▸ **List of tasks**:
1. List every adjective in the pregnancy forum post that describes the midwife herself, not her manner.
2. Decide whether each statement agrees with the pregnancy forum post. Give yes or no and quote the words that decide it.
(a) The writer is 11+4.
(b) The writer expects to give birth at home.
(c) The writer told her mother about the appointment over the phone.
3. Please extend the pregnancy forum post, picking up after its final sentence.
(Selected excerpt Opens)
This is a bit of an AIBU but I thought I might get more informed advice here in childbirth (if I get no responses I may move it to AIBU and brace myself for flaming!) Sorry in advance for the length.
I'm 11+4 and have recently had my booking in appointment. I met the midwife, who was lovely, and am lucky enough to be low risk and have the choice of two birth centres in my area. She even suggested I could give birth at home which I love the idea of, but don't think it would work where we live.
I felt so encouraged to be told that I was just "a healthy woman who is pregnant" and felt very supported by the midwife who had a very reassuring manner. It was all very much geared towards women-centred, midwife led care. She was honest and open to all the questions I asked her, and I felt encouraged when I left the appointment. At my next appointment I plan to ask her about things like skin-to-skin contact, delayed cord clamping etc, all the things I've been reading about on the internet, and hope she'll be very open to discussing those things too.
However, relating this to my (American) mother on Skype later that evening, she had a very negative reaction. She felt that I should want the medical professionals to feel I am supremely high risk, terrified of birth, etc so they will be more vigilant in watching out for problems and catch things earlier, and give me more care and attention during childbirth - a sort of "squeaky wheel" attitude, where if I whine and moan about every tiny thing they will be more willing to pay attention to me. She thinks that midwives will have a blase, grin and bear it attitude which could mean they discount my pain levels ("oh don't be such a crybaby, it's only childbirth!") She is badgering me to have regular private consultations with an obstetrician throughout, to make sure I have "proper care". I am worried an obstetrician will only see problems - but she said that's exactly what you want, someone to see problems and treat them before they cause any harm.
(Selected excerpt Closes)
(Data provided Opens)
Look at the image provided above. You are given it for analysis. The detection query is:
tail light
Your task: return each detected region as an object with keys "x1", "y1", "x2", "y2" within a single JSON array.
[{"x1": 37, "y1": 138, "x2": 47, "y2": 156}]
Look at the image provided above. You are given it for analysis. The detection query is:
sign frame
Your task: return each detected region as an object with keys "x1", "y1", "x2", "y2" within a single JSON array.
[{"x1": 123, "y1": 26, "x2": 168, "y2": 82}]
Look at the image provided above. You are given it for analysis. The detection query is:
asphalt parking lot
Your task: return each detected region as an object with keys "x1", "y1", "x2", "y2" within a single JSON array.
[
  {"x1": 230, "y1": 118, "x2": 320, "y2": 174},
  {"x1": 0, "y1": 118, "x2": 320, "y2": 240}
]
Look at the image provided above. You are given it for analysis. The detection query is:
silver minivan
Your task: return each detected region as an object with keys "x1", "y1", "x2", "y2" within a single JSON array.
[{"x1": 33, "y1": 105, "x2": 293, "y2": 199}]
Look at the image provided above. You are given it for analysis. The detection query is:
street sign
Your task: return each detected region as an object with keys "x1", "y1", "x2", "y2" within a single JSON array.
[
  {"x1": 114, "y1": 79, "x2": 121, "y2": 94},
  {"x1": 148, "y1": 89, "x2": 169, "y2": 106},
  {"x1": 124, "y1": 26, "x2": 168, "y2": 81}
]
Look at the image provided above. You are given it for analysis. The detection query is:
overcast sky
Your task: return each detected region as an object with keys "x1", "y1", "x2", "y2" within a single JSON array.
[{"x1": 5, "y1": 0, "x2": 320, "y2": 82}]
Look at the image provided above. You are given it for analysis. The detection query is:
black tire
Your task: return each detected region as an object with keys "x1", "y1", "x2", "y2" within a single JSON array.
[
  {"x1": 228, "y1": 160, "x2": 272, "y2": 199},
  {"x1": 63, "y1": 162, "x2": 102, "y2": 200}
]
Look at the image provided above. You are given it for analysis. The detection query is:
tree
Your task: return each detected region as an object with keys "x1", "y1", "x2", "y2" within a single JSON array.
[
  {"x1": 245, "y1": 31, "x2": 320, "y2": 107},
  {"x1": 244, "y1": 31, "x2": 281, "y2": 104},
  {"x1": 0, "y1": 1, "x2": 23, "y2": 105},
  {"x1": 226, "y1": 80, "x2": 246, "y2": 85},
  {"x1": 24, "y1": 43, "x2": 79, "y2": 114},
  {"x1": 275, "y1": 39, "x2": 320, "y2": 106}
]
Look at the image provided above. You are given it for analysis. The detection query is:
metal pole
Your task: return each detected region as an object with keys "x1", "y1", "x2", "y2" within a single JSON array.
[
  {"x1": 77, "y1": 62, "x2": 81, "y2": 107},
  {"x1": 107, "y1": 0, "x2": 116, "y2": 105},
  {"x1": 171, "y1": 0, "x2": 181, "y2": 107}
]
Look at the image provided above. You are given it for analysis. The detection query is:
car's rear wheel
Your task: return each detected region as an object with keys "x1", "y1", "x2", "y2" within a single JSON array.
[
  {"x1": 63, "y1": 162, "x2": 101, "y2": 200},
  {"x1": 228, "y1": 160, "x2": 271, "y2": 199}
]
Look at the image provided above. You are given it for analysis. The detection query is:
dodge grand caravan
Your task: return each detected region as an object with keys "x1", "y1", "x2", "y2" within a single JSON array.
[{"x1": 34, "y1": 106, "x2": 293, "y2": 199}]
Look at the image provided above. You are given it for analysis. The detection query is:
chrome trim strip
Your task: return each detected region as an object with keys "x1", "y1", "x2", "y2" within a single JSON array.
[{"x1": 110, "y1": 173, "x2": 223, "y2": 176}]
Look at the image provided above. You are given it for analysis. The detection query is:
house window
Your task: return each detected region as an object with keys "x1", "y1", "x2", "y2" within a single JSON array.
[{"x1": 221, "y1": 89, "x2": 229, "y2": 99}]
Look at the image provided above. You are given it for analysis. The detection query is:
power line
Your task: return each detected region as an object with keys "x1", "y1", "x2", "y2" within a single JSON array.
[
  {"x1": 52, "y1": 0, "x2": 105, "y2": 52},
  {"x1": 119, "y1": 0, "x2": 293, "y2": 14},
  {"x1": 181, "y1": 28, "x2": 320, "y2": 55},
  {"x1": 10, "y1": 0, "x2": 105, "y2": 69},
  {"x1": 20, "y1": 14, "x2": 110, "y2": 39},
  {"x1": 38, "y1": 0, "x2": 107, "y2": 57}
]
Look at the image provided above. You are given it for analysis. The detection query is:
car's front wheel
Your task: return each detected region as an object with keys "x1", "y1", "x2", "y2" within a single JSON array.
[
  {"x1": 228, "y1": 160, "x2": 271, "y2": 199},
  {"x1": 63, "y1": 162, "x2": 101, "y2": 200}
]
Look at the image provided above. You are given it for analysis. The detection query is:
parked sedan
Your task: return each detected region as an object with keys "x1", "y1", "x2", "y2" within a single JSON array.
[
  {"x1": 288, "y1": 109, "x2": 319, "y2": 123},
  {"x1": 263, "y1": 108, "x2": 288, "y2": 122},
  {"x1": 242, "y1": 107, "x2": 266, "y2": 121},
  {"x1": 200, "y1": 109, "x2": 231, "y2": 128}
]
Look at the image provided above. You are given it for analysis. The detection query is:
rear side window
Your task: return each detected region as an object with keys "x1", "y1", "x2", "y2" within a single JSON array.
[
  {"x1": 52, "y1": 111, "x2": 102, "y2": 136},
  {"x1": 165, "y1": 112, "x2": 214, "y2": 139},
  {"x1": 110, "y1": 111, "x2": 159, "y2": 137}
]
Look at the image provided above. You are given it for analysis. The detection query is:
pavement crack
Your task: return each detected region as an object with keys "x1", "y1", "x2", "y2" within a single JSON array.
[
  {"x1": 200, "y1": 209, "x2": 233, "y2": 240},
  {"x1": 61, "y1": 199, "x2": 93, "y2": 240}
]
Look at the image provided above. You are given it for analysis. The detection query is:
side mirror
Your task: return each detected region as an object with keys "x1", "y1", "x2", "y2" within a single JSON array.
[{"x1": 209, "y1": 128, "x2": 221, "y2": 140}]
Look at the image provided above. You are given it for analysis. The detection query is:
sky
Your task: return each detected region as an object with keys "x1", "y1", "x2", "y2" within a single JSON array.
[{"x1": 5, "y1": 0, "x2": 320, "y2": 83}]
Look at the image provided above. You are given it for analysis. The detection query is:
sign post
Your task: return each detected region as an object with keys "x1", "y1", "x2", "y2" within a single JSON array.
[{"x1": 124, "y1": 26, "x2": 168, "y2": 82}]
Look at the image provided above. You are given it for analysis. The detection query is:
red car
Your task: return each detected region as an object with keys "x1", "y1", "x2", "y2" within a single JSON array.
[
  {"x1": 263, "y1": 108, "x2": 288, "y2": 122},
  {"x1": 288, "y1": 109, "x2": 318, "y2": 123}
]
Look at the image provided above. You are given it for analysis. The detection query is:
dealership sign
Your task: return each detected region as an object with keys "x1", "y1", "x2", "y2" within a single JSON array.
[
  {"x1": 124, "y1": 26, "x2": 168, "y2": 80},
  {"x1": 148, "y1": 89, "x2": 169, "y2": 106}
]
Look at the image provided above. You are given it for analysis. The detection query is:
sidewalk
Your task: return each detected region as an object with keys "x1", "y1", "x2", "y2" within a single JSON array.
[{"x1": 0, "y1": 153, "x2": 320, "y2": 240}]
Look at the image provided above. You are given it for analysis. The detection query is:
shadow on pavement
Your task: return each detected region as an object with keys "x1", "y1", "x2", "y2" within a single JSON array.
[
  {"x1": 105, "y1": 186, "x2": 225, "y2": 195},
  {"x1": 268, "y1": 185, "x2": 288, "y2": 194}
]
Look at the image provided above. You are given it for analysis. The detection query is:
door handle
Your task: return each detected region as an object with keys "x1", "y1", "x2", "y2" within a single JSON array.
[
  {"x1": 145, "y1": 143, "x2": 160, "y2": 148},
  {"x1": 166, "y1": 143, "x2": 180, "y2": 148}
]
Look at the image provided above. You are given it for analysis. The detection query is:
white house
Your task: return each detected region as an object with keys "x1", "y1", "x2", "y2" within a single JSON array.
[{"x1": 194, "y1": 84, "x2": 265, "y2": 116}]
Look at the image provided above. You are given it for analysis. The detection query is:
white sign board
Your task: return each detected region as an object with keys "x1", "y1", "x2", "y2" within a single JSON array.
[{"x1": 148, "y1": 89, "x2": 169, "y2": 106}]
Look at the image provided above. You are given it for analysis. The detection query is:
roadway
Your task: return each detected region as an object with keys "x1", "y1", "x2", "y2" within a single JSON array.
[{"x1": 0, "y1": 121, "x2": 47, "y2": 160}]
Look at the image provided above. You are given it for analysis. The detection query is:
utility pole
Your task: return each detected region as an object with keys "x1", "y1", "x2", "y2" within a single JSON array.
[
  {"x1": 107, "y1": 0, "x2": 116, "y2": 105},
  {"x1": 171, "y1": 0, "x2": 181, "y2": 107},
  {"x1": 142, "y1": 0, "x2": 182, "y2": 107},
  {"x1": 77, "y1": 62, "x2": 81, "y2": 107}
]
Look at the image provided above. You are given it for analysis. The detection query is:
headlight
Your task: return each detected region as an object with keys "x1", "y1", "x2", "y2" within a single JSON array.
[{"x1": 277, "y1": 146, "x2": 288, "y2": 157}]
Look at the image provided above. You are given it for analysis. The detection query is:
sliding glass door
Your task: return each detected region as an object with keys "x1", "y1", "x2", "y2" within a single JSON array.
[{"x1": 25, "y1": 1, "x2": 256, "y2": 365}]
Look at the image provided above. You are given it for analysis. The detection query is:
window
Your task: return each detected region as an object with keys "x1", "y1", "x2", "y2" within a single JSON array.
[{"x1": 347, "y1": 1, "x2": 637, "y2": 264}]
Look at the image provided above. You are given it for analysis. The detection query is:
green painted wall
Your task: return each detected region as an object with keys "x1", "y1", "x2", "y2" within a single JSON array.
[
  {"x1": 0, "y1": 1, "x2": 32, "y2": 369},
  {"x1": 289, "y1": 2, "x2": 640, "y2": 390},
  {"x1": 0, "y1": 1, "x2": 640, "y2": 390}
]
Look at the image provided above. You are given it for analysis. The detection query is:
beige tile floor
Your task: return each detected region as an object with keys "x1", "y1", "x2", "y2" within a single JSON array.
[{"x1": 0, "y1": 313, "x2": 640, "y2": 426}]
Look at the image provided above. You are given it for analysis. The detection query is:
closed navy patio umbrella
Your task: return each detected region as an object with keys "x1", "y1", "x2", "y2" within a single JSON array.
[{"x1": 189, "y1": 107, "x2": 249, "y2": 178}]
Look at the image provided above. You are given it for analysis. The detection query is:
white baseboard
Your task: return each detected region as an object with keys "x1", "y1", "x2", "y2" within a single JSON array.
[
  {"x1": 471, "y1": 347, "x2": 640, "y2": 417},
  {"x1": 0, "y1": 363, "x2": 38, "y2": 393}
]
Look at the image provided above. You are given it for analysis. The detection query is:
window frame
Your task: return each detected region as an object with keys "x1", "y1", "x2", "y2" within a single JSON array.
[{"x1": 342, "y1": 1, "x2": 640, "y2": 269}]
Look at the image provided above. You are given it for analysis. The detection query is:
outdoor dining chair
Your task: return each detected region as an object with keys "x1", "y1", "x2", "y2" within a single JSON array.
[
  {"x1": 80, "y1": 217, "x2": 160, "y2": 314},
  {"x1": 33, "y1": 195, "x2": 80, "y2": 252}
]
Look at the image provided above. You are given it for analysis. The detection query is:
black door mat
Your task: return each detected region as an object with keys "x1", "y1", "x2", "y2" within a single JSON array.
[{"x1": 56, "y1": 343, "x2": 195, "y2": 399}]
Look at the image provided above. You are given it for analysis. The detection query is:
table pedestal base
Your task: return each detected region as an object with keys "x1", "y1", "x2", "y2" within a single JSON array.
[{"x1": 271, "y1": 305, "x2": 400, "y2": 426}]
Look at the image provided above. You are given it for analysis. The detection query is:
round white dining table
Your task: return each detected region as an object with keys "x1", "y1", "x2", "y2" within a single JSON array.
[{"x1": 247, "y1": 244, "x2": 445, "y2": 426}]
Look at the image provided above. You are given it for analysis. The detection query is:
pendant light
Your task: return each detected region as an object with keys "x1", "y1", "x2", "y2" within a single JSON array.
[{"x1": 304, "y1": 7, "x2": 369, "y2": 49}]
(Data provided Closes)
▸ **Answers given**:
1. lovely, honest, open

2.
(a) Yes: "I'm 11+4"
(b) No: "don't think it would work where we live"
(c) No: "relating this to my (American) mother on Skype later that evening"

3.
Separately, DH thinks all the research I'm doing into active birth, cord clamping, whether to accept the injection after birth to speed up placenta delivery etc could be counterproductive and will antagonise the people caring for me, and I should just do what I'm told rather than insist on anything. His argument is that they're the professionals not me, I wouldn't do research if I had open heart surgery and instruct the surgeon what to do, and I should do what I'm told by the midwife and/or doctors because they'll be doing what's best for me. I'm not sure I believe this since many of the stories I read sound like they are often doing what is best/most convenient/habitual for them, not for the mother and baby.
Admittedly my mother had 2 emergency c-sections so you can see why she thinks things will go wrong, and DH's parents are both medical professionals so he feels they should be trusted implicitly and that of course they would never just be doing what they're used to or what's most convenient.
Do either DH or my mother make any sense? AIBU to try to be as informed as possible and have the attitude that having a baby is not an illness to be treated?